(Exercise goal)
Reproduce every one of the following records word for word, changing nothing.

(Given records)
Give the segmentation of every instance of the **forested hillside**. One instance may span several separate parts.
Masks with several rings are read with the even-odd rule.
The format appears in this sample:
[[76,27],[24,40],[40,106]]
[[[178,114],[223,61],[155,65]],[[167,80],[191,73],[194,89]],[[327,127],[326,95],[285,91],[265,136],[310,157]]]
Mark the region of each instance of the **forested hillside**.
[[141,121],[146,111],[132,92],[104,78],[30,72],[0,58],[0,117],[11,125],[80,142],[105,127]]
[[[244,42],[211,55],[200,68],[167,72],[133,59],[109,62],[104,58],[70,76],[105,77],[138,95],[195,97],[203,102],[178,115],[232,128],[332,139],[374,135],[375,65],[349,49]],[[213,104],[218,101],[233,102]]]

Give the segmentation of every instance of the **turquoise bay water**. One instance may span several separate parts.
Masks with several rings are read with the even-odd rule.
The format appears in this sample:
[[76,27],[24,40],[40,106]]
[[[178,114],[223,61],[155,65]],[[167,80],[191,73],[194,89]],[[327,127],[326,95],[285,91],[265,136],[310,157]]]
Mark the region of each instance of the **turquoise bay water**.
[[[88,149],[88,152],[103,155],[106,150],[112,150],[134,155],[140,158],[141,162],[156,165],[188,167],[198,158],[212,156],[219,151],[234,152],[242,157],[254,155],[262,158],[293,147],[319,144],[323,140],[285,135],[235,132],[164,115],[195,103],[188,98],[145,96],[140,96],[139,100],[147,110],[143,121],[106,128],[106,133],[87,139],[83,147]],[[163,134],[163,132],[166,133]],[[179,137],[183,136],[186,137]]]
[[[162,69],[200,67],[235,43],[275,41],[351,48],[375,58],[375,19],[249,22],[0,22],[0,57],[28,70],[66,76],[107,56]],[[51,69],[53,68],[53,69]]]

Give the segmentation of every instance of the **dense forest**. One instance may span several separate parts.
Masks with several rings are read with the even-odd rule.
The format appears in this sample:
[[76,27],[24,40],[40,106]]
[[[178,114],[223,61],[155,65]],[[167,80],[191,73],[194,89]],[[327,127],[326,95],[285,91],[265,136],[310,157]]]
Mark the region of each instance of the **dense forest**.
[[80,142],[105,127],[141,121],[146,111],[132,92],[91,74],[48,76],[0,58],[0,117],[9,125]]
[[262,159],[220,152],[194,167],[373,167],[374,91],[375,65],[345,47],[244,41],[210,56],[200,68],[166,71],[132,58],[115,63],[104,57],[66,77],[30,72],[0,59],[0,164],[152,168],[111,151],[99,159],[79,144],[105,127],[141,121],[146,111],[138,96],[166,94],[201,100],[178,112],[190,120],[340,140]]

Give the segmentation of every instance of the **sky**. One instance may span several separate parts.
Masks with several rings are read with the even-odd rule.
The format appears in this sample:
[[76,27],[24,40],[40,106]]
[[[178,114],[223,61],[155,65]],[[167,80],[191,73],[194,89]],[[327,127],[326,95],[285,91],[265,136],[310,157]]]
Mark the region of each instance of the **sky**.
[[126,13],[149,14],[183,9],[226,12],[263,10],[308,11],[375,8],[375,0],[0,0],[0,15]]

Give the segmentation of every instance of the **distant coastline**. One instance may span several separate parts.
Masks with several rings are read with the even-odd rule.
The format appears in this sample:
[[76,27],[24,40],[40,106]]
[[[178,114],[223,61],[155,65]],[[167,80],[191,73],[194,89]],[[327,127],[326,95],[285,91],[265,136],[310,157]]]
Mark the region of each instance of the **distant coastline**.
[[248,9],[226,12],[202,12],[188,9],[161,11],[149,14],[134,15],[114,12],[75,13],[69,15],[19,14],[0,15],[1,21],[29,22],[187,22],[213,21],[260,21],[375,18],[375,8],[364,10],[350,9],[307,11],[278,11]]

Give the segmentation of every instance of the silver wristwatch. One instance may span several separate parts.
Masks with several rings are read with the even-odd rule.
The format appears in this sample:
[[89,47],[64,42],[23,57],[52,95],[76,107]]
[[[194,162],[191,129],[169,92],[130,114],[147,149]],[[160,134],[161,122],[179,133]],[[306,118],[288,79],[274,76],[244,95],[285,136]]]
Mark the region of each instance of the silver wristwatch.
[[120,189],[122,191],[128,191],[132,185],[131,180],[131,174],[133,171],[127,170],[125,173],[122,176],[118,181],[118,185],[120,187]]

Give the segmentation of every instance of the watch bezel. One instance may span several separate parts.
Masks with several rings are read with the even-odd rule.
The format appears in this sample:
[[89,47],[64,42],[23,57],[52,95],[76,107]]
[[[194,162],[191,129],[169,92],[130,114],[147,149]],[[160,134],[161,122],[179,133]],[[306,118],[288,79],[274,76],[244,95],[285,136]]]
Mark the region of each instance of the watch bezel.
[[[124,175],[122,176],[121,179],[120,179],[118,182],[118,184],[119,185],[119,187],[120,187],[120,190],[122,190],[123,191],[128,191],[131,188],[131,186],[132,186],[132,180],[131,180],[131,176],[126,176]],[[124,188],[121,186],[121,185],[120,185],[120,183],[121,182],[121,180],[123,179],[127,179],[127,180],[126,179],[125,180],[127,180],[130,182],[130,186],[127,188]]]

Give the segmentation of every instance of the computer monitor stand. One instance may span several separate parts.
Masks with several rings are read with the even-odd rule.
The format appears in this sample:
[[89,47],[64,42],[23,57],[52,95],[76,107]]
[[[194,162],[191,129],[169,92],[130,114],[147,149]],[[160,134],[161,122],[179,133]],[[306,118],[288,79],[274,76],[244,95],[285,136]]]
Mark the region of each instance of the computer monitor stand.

(Task answer)
Give the segmentation of every instance of the **forested hillside**. One instance may span several separate parts.
Masks with several rings are read with the even-odd rule.
The format appears in this sample:
[[76,27],[24,40],[40,106]]
[[[178,114],[223,61],[155,65]],[[167,80],[191,73],[194,89]],[[327,127],[326,95],[285,91],[265,136],[310,157]]]
Mark the region of each instance of the **forested hillside**.
[[141,121],[146,111],[132,92],[104,78],[30,72],[0,58],[0,117],[11,125],[80,142],[105,127]]
[[[244,42],[211,55],[200,68],[167,72],[133,59],[109,62],[104,58],[70,76],[105,77],[138,95],[195,97],[203,102],[178,115],[232,128],[332,139],[374,135],[375,65],[349,49]],[[213,104],[218,101],[233,102]]]

Give the segmentation of every instance of the **turquoise bay water**. One instance may span several separate parts.
Masks with several rings are read with the even-odd rule.
The format appears in this sample:
[[76,27],[24,40],[40,106]]
[[[178,114],[223,61],[155,65]],[[167,80],[191,73],[194,89]],[[327,127],[326,95],[285,91],[265,136],[310,157]]]
Mark the region of each instance of the **turquoise bay water**.
[[[88,149],[88,152],[103,155],[106,150],[112,150],[134,155],[140,158],[141,162],[156,165],[188,167],[198,158],[212,156],[219,151],[234,152],[242,157],[254,155],[262,158],[293,147],[319,144],[323,140],[285,135],[235,132],[164,115],[195,103],[188,98],[145,96],[140,96],[139,100],[147,110],[143,121],[106,128],[106,133],[87,139],[83,147]],[[163,134],[163,132],[166,133]],[[179,137],[183,136],[186,137]]]
[[[162,69],[200,67],[235,43],[275,41],[351,48],[375,58],[375,19],[249,22],[0,22],[0,57],[28,70],[66,76],[107,56]],[[51,69],[53,68],[53,69]]]

Give the segmentation of every instance of the **dense forest**. One instance may span several separate parts.
Masks with several rings are read with the even-odd rule.
The format appears in this sample:
[[76,27],[24,40],[40,106]]
[[[178,114],[223,61],[155,65]],[[167,80],[191,73],[194,89]],[[327,127],[326,95],[285,91],[265,136],[310,157]]]
Mark the region of each instance of the **dense forest**.
[[80,142],[105,127],[141,121],[146,111],[132,92],[91,74],[48,76],[0,58],[0,117],[9,125]]
[[262,159],[220,152],[194,167],[373,167],[374,91],[375,65],[345,47],[244,41],[210,56],[200,68],[166,71],[132,58],[115,63],[104,57],[66,77],[30,72],[0,59],[0,164],[152,168],[111,151],[99,159],[79,144],[105,127],[141,121],[146,111],[138,96],[166,94],[201,100],[178,112],[190,120],[340,140]]

Give the segmentation of every instance of the **sky**. One instance may span several separate parts.
Masks with several rings are read with the even-odd rule.
The format appears in this sample:
[[76,27],[24,40],[40,106]]
[[[178,114],[223,61],[155,65]],[[167,80],[191,73],[194,89]],[[327,127],[326,95],[285,91],[265,136],[310,157]]]
Mark the region of each instance of the **sky**.
[[126,13],[149,14],[183,9],[226,12],[263,10],[308,11],[375,8],[375,0],[0,0],[0,15]]

Give the segmentation of every instance of the **distant coastline**. One instance may span several separate parts.
Masks with several rings are read with the even-odd rule.
The format appears in this sample:
[[76,27],[24,40],[40,106]]
[[[178,114],[223,61],[155,65]],[[167,80],[191,73],[194,89]],[[327,127],[326,95],[285,91],[265,136],[310,157]]]
Mark the region of each instance of the **distant coastline**.
[[248,9],[226,12],[202,12],[188,9],[161,11],[149,14],[134,15],[114,12],[75,13],[69,15],[19,14],[0,15],[1,21],[29,22],[187,22],[213,21],[260,21],[375,18],[375,8],[364,10],[350,9],[307,11],[278,11]]

Give the segmentation of every instance of the silver wristwatch. One instance may span several separate parts.
Masks with several rings are read with the even-odd rule.
The format appears in this sample:
[[89,47],[64,42],[23,57],[52,95],[76,107]]
[[[194,162],[191,129],[169,92],[130,114],[147,149]],[[160,134],[161,122],[179,133]],[[306,118],[288,79],[274,76],[244,95],[285,136]]]
Mark the region of each instance of the silver wristwatch.
[[120,189],[122,191],[128,191],[132,185],[131,180],[131,174],[133,171],[127,170],[125,173],[122,176],[118,181],[118,185],[120,187]]

Give the segmentation of every instance of the watch bezel. One instance may span several separate parts.
Masks with several rings are read with the even-odd rule.
The format appears in this sample:
[[89,47],[64,42],[23,57],[52,95],[76,107]]
[[[194,162],[191,129],[169,92],[130,114],[147,149]],[[160,134],[161,122],[179,133]],[[306,118],[288,79],[274,76],[244,95],[285,136]]]
Mark the region of each instance of the watch bezel.
[[[124,175],[122,176],[121,179],[120,179],[118,182],[118,184],[119,185],[119,187],[120,187],[120,190],[122,190],[123,191],[128,191],[131,188],[131,186],[132,186],[132,180],[131,180],[131,176],[126,176]],[[124,188],[121,186],[121,185],[120,185],[120,183],[121,182],[121,180],[123,179],[127,179],[127,180],[126,179],[125,180],[127,180],[130,182],[130,186],[127,188]]]

Give the segmentation of every instance of the computer monitor stand. One instance may span several separate parts.
Masks with several rings are read with the even-odd rule.
The format appears in this sample:
[[89,47],[64,42],[23,57],[52,95],[76,107]]
[[[194,162],[191,129],[169,92],[130,114],[147,149]],[[160,134],[161,122],[179,133]],[[306,118],[288,79],[274,76],[244,95],[285,136]]]
Mark the region of each instance of the computer monitor stand.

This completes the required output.